◆ **EXERCISE PROMPT**:
Reproduce the records word for word, beginning with their first line and stopping after the line that contains "Segment every instance".

#### RECORD LIST

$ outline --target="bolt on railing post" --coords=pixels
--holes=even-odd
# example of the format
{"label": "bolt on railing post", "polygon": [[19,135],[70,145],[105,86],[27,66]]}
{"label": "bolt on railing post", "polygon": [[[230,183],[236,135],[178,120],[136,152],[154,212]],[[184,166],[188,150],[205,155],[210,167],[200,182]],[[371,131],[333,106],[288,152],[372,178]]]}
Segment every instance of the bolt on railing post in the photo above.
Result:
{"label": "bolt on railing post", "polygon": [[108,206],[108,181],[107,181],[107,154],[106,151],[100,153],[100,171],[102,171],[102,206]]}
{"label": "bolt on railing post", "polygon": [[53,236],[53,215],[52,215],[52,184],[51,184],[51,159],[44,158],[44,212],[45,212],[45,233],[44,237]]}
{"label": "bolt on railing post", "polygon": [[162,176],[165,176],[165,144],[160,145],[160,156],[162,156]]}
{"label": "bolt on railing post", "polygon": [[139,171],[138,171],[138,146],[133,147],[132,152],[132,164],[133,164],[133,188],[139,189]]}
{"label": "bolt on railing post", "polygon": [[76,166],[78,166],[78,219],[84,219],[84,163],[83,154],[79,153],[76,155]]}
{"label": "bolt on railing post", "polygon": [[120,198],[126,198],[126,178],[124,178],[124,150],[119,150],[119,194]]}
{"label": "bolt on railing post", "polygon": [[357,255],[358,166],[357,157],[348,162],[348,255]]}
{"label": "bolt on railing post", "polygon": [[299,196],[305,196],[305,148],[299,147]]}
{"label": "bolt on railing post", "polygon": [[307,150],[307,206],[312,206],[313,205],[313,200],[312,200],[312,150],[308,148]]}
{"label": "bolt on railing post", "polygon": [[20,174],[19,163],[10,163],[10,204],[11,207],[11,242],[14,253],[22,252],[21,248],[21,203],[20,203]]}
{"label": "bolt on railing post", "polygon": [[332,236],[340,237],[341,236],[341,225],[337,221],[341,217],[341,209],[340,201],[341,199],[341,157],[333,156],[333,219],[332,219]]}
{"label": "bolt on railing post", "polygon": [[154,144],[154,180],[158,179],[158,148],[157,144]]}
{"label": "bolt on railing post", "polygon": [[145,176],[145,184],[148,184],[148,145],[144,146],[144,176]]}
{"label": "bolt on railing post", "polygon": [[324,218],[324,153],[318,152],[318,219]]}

########

◆ **RESPONSE BELOW**:
$ outline --target="bolt on railing post" --coords=pixels
--holes=even-odd
# example of the format
{"label": "bolt on railing post", "polygon": [[19,135],[70,145],[105,86],[27,66]]}
{"label": "bolt on railing post", "polygon": [[[230,183],[236,135],[178,120],[136,152],[154,212]],[[184,166],[188,150],[205,155],[210,167],[200,182]],[[371,131],[333,106],[288,152],[372,178]]]}
Segment every instance of the bolt on railing post in the photo above.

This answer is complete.